** Bloco de texto **
═══
Quais são as eventuais consequências do consumo excessivo de refrigerante:
- Desidratação;
- Ganho de peso;
- Hipertensão;
- Diabetes;
- Gordura no fígado;
- Pedras nos rins;
- Enfraquecimento dos ossos;
- Doenças cardiovasculares;
- Câncer;
- Cáries.
Uma porção de 220ml de Coca-Cola tem 97 kcal, 23g de carboidratos, 23g de açúcares totais e 11mg de sódio. A versão "zero" não tem açúcar, mas possui volume maior de sódio - 31 mg - e adoçantes artificiais como aspartame.
Os dois tipos são nutricionalmente vazios, já que não há proteínas, vitaminas, minerais ou fibras na composição deles.
Em julho de 2023, a Organização Mundial da Saúde (OMS) passou a classificar o aspartame como "potencialmente cancerígeno". Na época do anúncio, o chefe de nutrição da OMS, Francesco Branca, enfatizou a importância do consumo de água.
═══
** Tarefas **
(1) Responda com base no texto sobre refrigerante:
(a) Quantas kcal tem uma porção de 220ml de Coca-Cola?
(b) Em que mês e ano a OMS passou a classificar o aspartame como "potencialmente cancerígeno"?
(c) Qual é o nome do chefe de nutrição da OMS citado?
(2) Continue o texto sobre refrigerante a partir da última frase.

Entradas do conjunto de dados:
═══
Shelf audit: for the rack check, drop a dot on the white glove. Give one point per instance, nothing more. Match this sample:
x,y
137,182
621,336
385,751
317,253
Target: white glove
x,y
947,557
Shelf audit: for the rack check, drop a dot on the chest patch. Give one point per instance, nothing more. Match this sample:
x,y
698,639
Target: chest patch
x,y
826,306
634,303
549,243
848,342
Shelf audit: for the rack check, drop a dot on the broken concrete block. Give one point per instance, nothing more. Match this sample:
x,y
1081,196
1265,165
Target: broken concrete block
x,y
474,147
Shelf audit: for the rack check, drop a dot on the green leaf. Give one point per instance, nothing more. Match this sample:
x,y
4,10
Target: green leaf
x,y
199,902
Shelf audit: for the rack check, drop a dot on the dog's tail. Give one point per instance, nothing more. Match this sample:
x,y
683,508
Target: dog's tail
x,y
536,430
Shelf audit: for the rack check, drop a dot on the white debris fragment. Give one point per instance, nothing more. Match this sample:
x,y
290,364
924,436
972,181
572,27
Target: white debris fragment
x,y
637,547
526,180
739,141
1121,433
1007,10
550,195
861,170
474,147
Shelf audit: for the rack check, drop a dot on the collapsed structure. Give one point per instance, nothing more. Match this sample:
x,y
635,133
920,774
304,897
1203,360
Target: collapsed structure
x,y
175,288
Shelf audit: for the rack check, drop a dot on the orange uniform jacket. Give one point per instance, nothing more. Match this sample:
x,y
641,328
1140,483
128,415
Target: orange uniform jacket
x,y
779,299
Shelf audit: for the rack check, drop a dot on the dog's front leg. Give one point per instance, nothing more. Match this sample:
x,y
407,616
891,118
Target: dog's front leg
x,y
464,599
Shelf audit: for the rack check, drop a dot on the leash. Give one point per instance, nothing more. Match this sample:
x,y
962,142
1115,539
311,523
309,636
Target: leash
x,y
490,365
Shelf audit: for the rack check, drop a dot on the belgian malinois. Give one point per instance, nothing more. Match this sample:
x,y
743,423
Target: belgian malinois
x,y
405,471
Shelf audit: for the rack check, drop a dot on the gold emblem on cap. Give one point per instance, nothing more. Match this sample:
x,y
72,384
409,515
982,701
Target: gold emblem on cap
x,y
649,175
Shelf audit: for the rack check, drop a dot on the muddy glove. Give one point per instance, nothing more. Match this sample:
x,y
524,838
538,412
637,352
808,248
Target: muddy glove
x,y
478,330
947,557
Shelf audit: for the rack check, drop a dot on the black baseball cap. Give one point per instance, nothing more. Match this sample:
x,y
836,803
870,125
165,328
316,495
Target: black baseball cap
═══
** Respostas **
(1)
(a) 97 kcal.
(b) Em julho de 2023.
(c) Francesco Branca.

(2)
— Se os consumidores se depararem com a decisão de tomar refrigerante com adoçante ou com açúcar, acho que deveria haver uma terceira opção a ser considerada, que é a de beber água em vez disso — declarou o especialista naquela ocasião.
É uma posição reforçada pela ciência e por todos os especialistas, já que a água é a base para hidratação do corpo e para o consequentemente bom funcionamento do organismo.
— A hidratação é fundamental para a nossa saúde, recomenda-se beber pelo menos dois litros de água por dia. Você imagina pegar dois litros de Coca-Cola por dia, o quanto você teria de caloria nisso — analisa o endocrinologista Bruno Halpern, presidente da Associação brasileira para Estudo da Obesidade e Síndrome Metabólica (Abeso).
— O açúcar aumenta risco de doenças metabólicas, diabetes, esteatohepatite e doenças cardiovasculares. Além de a Coca-Cola ter efeito de dependência de cafeína e contar com outras substâncias que conhecemos pouco e que têm efeitos desconhecidos no nosso organismo — complementa o especialista.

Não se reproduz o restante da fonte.